◆ Material provided:
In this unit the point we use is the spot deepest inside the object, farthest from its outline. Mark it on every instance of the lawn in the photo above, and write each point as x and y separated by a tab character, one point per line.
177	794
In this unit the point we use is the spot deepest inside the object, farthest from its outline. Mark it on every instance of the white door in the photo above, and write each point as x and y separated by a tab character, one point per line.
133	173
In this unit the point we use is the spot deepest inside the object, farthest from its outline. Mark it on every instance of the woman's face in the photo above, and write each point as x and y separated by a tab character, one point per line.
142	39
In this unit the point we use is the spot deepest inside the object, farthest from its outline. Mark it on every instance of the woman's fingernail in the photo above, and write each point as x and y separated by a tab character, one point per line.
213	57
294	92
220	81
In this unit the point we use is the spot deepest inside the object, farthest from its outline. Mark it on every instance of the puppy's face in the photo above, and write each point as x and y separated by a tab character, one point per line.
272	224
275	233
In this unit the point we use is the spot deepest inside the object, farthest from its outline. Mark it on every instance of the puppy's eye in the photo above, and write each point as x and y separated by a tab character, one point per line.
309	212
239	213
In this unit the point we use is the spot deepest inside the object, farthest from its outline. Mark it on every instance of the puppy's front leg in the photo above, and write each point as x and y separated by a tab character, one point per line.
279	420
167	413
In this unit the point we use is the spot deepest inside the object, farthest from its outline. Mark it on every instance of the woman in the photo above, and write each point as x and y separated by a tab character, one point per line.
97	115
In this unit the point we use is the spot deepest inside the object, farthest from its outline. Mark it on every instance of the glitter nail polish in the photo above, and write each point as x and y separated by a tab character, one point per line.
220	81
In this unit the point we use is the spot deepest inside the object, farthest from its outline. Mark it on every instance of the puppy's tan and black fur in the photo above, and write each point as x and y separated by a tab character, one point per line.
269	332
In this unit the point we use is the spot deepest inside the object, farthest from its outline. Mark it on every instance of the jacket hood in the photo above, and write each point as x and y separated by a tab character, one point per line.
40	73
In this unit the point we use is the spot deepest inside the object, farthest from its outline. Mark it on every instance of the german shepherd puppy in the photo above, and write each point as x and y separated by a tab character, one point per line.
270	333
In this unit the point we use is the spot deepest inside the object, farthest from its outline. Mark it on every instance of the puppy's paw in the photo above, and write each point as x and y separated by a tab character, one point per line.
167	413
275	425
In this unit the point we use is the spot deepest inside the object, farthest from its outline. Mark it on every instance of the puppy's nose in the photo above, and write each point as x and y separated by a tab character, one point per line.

◆ What you need to do:
The records above need copying again. Keep each word as it is.

◆ Result of this exercise:
In this unit the point we use is the spot deepest inside the object, farthest from its outline. Mark it on every instance of the lawn in the photo above, and write each point as x and y separated by a tab character, one point per line.
177	794
In this unit the point we use is the spot deepest inside the object, farthest from its outline. Mark it on every instance of the white door in the photo above, and write each point as x and y separated by a tab character, one point per line.
133	173
In this unit the point we use is the spot deepest inside the object, farthest from its outline. Mark it on every instance of the woman's face in the photo above, and write each point as x and y separated by a tab character, one point per line.
142	39
In this unit the point we use is the spot deepest inside the object, farthest from its outline. Mark it on every instance of the woman's fingernail in the photo above, and write each point as x and y separated by a tab character, one point per line.
213	57
294	92
220	81
In this unit the point we use is the spot deepest inside the object, farthest from its outline. Mark it on every instance of the puppy's face in the photo above, and write each point as x and y separated by a tab character, one point per line.
272	224
275	233
In this unit the point we use is the spot deepest inside the object, farthest from its outline. Mark it on every instance of the puppy's eye in the photo above, and write each point as x and y separated by a tab character, one point per line.
309	212
239	213
In this unit the point we use is the spot deepest inside the object, farthest from its outline. Mark it on every instance of the puppy's front leg in the photo above, and write each point as x and y separated by a tab character, one point per line.
279	420
167	413
In this unit the point we use is the spot deepest inside the object, farthest from its outline. Mark it on every instance of the woman in the photo above, and write each point as x and y separated by a tab character, one point per line.
97	115
In this unit the point we use is the spot deepest inside the object, farthest from its outline. Mark it on every instance of the glitter nail polish in the photo above, and write each point as x and y separated by a tab character, one point per line.
220	81
In this unit the point we use is the spot deepest inside the object, farthest from its outline. Mark it on every instance of the puppy's tan and black fur in the photo above, and write each point as x and y separated by a tab character, one point per line.
269	332
In this unit the point we use is the spot deepest inside the object, farthest from its outline. Mark it on every instance of the jacket hood in the photo above, and write each point as x and y separated by a tab character, one point per line.
40	73
In this unit the point we use is the spot deepest inside the object, farthest from its outline. Mark it on every instance of the german shepherd puppy in the photo above, and write each point as x and y separated by a tab character, one point per line.
270	333
In this unit the point we use is the spot deepest inside the object, farthest from its outline. Mark it on every instance of the puppy's paw in the photo above, and write each point as x and y separated by a tab character, one point per line.
167	413
275	425
In this unit the point we use is the spot deepest inside the object, farthest from its outline. Mark it on every instance of the puppy's nose in the photo above, and write each point as x and y separated by a tab character, one point per line.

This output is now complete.